- _Aim a_: Output the passage of the functional XML text that begins at the words "The work reported" and stops after the words "by Richard Tobin.", reproducing it exactly.

Functional XML

1 Acknowledgements

The work reported here was initiated by a discussion with Tim Berners-Lee, who also first used the phrase "functional XML" in my hearing. The basic direction was first suggested by Richard Tobin.

2 XML processing

XML processing is a heavily overloaded term, appealing as it does to a wide range of possible understanding of the 'meaning' of an XML document. At the base level, the XML Recommendation assigns a meaning to character streams associated with one of the XML family of media types in terms of a tree-structured document abstraction, whose detailed specification is given by the Infoset Recommendation. Applications of XML, i.e. particular XML vocabularies with an associated semantics, may in turn specify a further layer of meaning in terms of a mapping to/from some abstract data model. Examples of this include W3C XML Schema (schema components), SVG (graphical objects) and RDF (triples).

Sun's original W3C Pipeline Note
Markup Technology's MT Pipeline
Sean McGrath's XPipe
Norm Walsh's SXPipe
Orbeon's XPL
1060 Research's NetKernel

These existing pipeline languages have a common core, in which XML processing is defined by a pipeline, which is itself an XML document. A pipeline specifies a sequence of high-level operations, drawn from an inventory such as the list above, to be chained together, one after another, each operating on the output of the one before. Some pipeline systems also provide operations at a lower level, allowing manipulation of parts of documents. Another common feature is provision for conditional processing. Here's an example of a simple pipeline specifying a sequence of inclusion, validation and styling:

<?xml version="1.0" encoding="utf-8"?>
<p0:pipeline xmlns:p0="http://www.w3.org/2002/02/xml-pipeline">
 <p0:processdef name="transform" definition="MT_XSLT_1.0"/>
 <p0:processdef name="include" definition="MT_XInclude"/>
 <p0:processdef name="validate" definition="MT_W3C_XML_Schema_1.0"/>
 <p0:process type="include">
  <p0:input label="$IN"/>
  <p0:output label="#i2.1"/>
 </p0:process>
 <p0:process type="validate">
  <p0:input label="#i2.1"/>
  <p0:input name="schema" label="po.xsd"/>
  <p0:output label="#i4.2"/>
 </p0:process>
 <p0:process type="transform">
  <p0:input label="#i4.2"/>
  <p0:input name="stylesheet" label="po.xsl"/>
  <p0:output label="$OUT"/>
 </p0:process>
</p0:pipeline>

3 An alternative, functional, perspective on XML processing

An alternative approach to XML processing is already in place in a somewhat fragmented and inconsistent way. Consider the following signals which may be present in an XML document:

the xsi:schemaLocation attribute on a document element
the xml-stylesheet processing instruction/the xsl:version attribute on a (non-XSLT) document element
the http://www.w3.org/2001/04/xmlenc# namespace

Each of these has a W3C Recommendation-based processing semantics -- a document with one of these signals can be understood as saying, respectively:

Validate me.

- _Aim b_: Tally the lines of the listing below that contain the string "bird", and give only that number.

- _Location labeling records_:
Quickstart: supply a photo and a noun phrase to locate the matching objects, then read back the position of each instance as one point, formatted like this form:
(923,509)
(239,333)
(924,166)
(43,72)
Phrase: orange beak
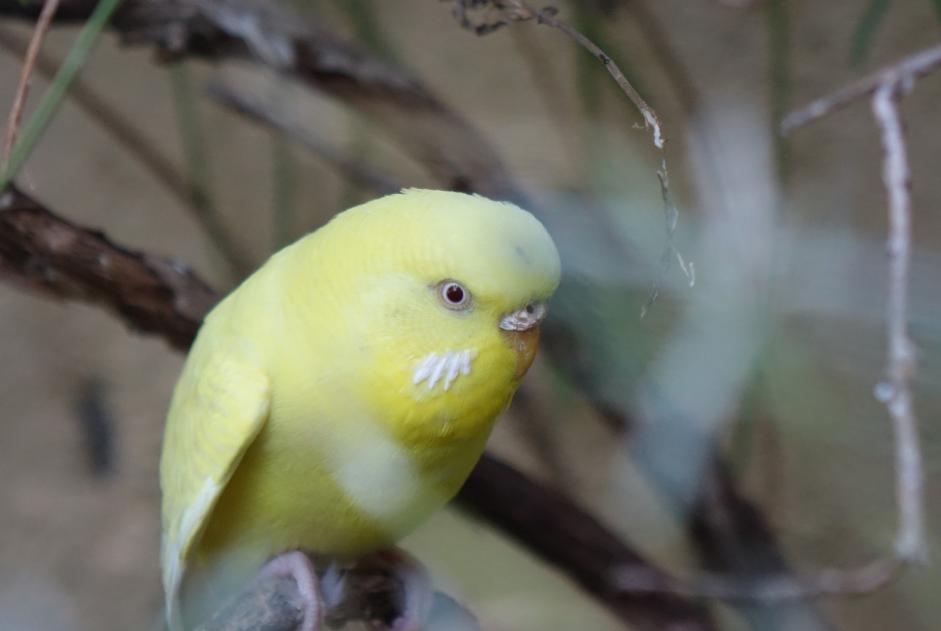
(525,343)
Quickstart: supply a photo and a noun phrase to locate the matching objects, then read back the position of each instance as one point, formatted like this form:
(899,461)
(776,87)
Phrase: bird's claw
(417,591)
(298,566)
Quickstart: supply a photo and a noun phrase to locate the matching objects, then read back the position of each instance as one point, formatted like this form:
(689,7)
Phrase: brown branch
(910,544)
(459,158)
(906,70)
(42,252)
(519,11)
(129,136)
(900,368)
(557,530)
(22,86)
(47,254)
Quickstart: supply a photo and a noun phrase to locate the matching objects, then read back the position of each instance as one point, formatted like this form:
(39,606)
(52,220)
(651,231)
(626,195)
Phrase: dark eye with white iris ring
(453,295)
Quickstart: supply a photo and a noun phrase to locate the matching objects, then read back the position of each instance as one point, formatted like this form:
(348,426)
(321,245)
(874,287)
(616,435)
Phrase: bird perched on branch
(345,391)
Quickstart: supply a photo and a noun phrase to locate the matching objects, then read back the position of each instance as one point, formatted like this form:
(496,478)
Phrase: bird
(345,390)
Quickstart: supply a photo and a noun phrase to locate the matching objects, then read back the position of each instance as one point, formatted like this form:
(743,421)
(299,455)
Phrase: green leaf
(866,29)
(54,96)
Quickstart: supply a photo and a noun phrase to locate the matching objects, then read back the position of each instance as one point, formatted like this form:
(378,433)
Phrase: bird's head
(451,289)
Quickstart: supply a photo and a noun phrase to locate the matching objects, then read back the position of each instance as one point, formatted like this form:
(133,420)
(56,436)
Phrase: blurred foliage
(770,358)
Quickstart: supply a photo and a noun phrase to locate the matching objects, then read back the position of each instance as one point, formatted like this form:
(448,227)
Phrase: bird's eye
(453,295)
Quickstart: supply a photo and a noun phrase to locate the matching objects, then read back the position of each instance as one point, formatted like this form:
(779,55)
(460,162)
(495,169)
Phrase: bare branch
(129,137)
(906,70)
(44,253)
(910,545)
(519,11)
(900,368)
(22,86)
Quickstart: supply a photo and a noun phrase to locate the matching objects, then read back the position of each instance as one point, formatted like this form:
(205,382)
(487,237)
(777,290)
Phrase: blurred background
(760,352)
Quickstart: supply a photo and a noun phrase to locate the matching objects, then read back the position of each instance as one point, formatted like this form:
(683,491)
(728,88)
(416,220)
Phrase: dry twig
(520,11)
(42,252)
(22,87)
(900,369)
(886,88)
(907,70)
(129,136)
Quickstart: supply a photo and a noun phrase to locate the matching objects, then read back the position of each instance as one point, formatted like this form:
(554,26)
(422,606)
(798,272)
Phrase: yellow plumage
(337,397)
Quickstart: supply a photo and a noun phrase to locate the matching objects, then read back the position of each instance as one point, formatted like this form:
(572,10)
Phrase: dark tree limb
(452,150)
(44,253)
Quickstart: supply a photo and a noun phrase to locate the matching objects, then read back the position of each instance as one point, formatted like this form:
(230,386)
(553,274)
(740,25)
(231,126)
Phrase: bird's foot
(298,566)
(417,591)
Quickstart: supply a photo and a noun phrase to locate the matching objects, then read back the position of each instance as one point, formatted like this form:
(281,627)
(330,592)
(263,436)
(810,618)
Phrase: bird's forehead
(496,248)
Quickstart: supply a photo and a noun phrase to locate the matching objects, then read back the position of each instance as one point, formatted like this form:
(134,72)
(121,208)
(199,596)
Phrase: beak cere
(525,343)
(521,330)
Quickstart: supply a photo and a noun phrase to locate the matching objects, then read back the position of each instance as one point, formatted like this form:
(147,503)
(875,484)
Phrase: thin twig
(900,367)
(519,11)
(44,253)
(22,86)
(910,545)
(908,69)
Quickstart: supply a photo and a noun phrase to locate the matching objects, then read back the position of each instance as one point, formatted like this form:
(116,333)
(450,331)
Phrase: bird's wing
(218,409)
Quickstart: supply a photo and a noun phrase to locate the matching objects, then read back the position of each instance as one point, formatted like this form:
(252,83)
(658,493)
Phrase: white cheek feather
(444,368)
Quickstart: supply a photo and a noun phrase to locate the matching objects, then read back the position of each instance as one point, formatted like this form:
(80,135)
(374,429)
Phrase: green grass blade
(54,96)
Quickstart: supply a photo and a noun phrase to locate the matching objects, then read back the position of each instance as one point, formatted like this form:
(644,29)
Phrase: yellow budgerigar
(346,389)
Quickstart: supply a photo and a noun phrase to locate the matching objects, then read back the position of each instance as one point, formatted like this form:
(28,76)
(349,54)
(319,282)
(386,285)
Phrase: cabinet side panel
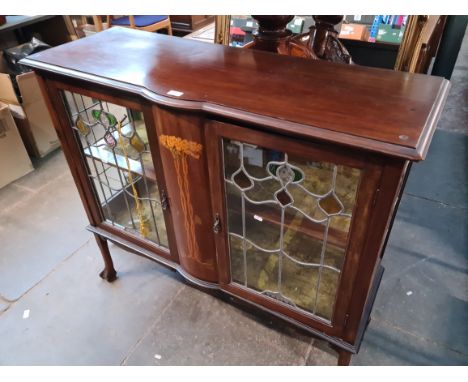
(183,154)
(386,204)
(61,124)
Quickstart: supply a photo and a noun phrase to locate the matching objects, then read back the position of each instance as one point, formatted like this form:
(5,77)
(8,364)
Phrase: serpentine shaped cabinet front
(112,150)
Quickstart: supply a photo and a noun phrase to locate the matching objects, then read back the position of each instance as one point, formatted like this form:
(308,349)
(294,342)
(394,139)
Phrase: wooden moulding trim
(212,286)
(333,340)
(436,111)
(298,129)
(137,249)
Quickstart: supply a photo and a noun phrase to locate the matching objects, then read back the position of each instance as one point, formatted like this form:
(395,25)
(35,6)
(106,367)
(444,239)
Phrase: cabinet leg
(108,273)
(344,357)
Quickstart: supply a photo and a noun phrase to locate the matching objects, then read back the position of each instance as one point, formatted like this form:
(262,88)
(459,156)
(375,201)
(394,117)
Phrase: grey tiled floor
(49,266)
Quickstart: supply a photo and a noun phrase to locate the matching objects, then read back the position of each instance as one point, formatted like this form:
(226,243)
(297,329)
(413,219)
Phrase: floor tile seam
(405,270)
(11,302)
(402,330)
(435,201)
(31,193)
(8,304)
(133,348)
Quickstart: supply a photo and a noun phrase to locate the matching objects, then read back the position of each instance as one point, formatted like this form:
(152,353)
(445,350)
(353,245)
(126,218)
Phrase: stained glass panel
(288,225)
(114,144)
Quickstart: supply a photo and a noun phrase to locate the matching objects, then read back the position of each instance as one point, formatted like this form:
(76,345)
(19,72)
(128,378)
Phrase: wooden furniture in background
(149,23)
(420,43)
(185,24)
(284,200)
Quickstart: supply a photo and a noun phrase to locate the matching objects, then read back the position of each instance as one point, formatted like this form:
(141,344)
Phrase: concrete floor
(49,266)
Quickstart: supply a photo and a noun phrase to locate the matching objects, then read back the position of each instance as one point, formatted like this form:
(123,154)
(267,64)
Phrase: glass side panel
(114,144)
(288,224)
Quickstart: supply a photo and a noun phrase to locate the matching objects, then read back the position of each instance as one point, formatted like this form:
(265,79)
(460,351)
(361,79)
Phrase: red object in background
(236,31)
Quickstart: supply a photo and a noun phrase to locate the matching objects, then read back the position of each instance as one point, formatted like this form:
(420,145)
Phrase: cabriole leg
(108,273)
(344,357)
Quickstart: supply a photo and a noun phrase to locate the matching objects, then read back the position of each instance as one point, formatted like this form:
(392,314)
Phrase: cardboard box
(14,160)
(36,127)
(354,32)
(388,34)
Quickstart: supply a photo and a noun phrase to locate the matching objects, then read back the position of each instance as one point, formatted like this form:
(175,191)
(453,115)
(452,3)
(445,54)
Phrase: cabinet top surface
(389,111)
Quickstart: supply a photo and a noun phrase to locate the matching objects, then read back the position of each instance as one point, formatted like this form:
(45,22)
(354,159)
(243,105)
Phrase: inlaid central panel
(288,224)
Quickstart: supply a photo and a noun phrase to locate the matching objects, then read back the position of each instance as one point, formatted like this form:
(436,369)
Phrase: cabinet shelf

- _Task solution a_:
The work reported here was initiated by a discussion with Tim Berners-Lee, who also first used the phrase "functional XML" in my hearing. The basic direction was first suggested by Richard Tobin.

- _Task solution b_: 8